EXTRACTED TEXT:
↓↓↓

LONDON - Britain launched an emergency program of door-to-door testing in several areas Tuesday following the discovery of hundreds of cases of the coronavirus variant, first identified in South Africa, which scientists say could be more resistant to vaccines.
Mobile testing units were deployed to several regions, including parts of central and suburban London, while firefighter units and volunteers helped to deliver home testing kits and administer door-to-door testing.
Local authorities aimed to conduct 80,000 coronavirus tests.
By Tuesday morning, 105 cases of the mutation first seen in South Africa were identified in eight districts across Britain. Eleven of those cases did not have any direct link to international travel, suggesting the variant is being transmitted within the community.
Meanwhile, health authorities announced they are also investigating separate cases of the virus with what they described as worrying new genetic changes. The variants, identified in the cities of Bristol and Liverpool, have the same mutation as the South African variant, called E484K.
British Health Secretary Matt Hancock urged people living in the affected areas to adhere to lockdown rules and stay home.
"Our mission must be to stop its spread altogether and break those chains of transmission. … It is imperative that people must stay at home and only leave home where it is absolutely essential," Hancock told members of parliament Tuesday.
Britain is still battling a separate coronavirus mutation, first identified in Kent in southern England in September, which has contributed to a deadly second wave of the pandemic. An estimated 107,000 people have died in Britain within 28 days of testing positive for the virus since the pandemic began.
Scientists say the variants appear to be more transmissible. Early indications from trials suggest they may also be more resistant to vaccines.

↑↑↑

DATA EXTRACTS:

↓↓↓

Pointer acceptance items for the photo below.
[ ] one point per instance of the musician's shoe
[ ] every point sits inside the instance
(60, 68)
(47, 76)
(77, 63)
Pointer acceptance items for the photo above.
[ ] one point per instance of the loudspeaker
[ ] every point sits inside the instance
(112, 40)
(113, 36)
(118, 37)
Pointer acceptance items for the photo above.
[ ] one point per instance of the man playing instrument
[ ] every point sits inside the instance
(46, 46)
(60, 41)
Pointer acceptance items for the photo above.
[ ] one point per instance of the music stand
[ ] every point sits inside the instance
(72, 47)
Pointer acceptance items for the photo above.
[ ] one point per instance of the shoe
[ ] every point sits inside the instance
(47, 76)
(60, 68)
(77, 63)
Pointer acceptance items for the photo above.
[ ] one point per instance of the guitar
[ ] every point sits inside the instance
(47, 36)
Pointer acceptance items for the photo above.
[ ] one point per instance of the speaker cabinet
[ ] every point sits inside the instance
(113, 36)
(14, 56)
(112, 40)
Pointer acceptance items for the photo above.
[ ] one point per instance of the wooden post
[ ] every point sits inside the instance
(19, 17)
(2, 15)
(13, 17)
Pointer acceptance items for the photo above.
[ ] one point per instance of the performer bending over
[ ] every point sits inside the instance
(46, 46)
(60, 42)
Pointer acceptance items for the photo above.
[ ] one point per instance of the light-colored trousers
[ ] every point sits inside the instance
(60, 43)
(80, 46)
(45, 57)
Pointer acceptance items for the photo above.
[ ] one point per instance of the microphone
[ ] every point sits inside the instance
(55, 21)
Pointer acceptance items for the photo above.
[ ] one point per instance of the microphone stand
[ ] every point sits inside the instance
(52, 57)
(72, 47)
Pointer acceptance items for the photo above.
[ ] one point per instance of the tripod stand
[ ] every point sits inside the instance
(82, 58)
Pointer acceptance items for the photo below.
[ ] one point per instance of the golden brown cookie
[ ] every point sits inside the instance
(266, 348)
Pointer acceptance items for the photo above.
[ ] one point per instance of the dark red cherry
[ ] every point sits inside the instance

↑↑↑

COMPLETE THE FOLLOWING:
(A) In the article about coronavirus variant testing in Britain, how many coronavirus tests did local authorities aim to conduct?
(B) List every place name that appears in the article about coronavirus variant testing in Britain, giving each name once.
(C) Reproduce everything in the article about coronavirus variant testing in Britain from "Local authorities aimed" down to "and stay home.".

TASK-BY-TASK ANSWERS:
(A) 80,000

(B) London, Britain, South Africa, Bristol, Liverpool, Kent, England

(C)
Local authorities aimed to conduct 80,000 coronavirus tests.
By Tuesday morning, 105 cases of the mutation first seen in South Africa were identified in eight districts across Britain. Eleven of those cases did not have any direct link to international travel, suggesting the variant is being transmitted within the community.
Meanwhile, health authorities announced they are also investigating separate cases of the virus with what they described as worrying new genetic changes. The variants, identified in the cities of Bristol and Liverpool, have the same mutation as the South African variant, called E484K.
British Health Secretary Matt Hancock urged people living in the affected areas to adhere to lockdown rules and stay home.